▸ **TEXTO SELECCIONADO**:
· · · · ·

No está bien escribir sobre los nubarrones de Enrique. Siempre he mantenido que ese esfuerzo de síntesis y afirmación intempestiva no puede reseñarse como si fuera un libro o un conjunto unitario, pese al encomiable recopilatorio publicado en por la editorial Comba, Nubarrones: Breviario intermitente, en 2014.
En primer lugar por una serie de razones muy previsibles que no cabe desarrollar en este momento (su intermitencia en el tiempo, el formato fragmentario, mezcla de artículo, ensayo breve y aforismo; y otras tantas). Y segundamente porque tuve siempre la sensación que aunque El Nubarrón como tal fue una sección abierta a todos los integrantes de Las Nubes, realmente era un ámbito para Enrique. Para decirlo claramente: la sección "El Nubarrón" es Enrique Lynch.
Todo esto viene al caso porque decir algo de Enrique mediante comentar sus publicaciones es una buena idea. Pero teniendo en cuenta lo dicho en el párrafo anterior, no es lo mismo reseñar un libro que reseñar al autor. Ni hacer lo último bajo la excusa de querer hacer lo primero. Tiene algo de tramposo (¡Cuánto lo habrán sufrido lectores y autores!). Pero como la nuestra es una situación excepcional, quizás ese desliz sea ahora más apropiado que nunca.

· · · · ·

▸ **DETALLES DEL EJERCICIO**:
Según el texto sobre los nubarrones de Enrique, ¿qué géneros se mezclan en el formato fragmentario? Nómbralos todos. El listado que viene ahora es un material aparte, sin relación con el texto.

▸ **BLOQUE DE DATOS**:
· · · · ·

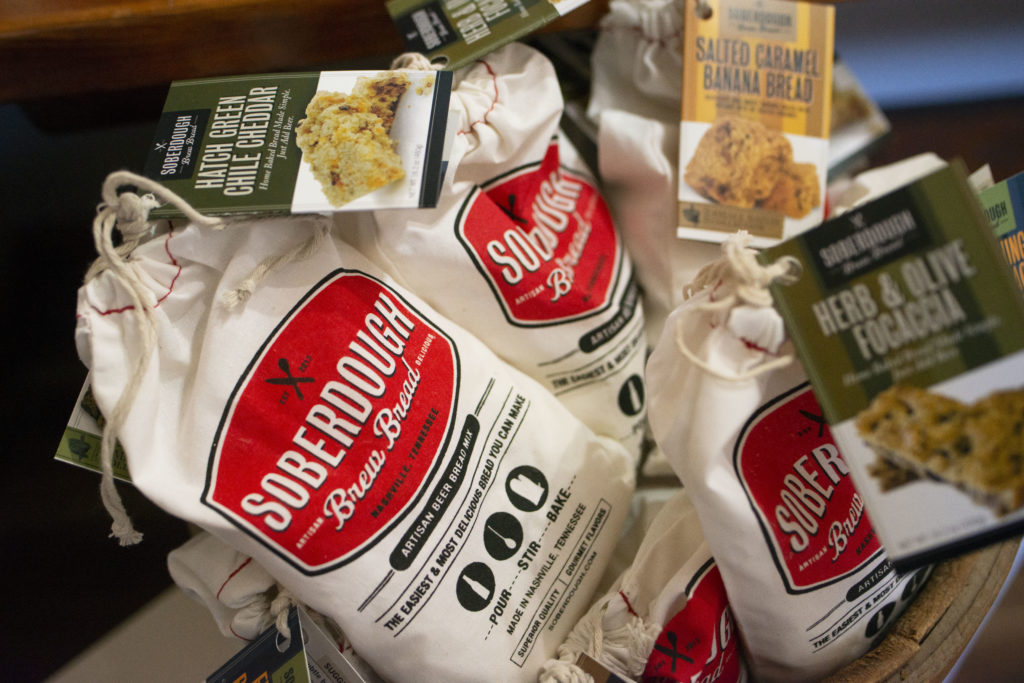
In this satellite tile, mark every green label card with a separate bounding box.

· · · · ·

▸ **LA RESPUESTA**:
Artículo, ensayo breve y aforismo.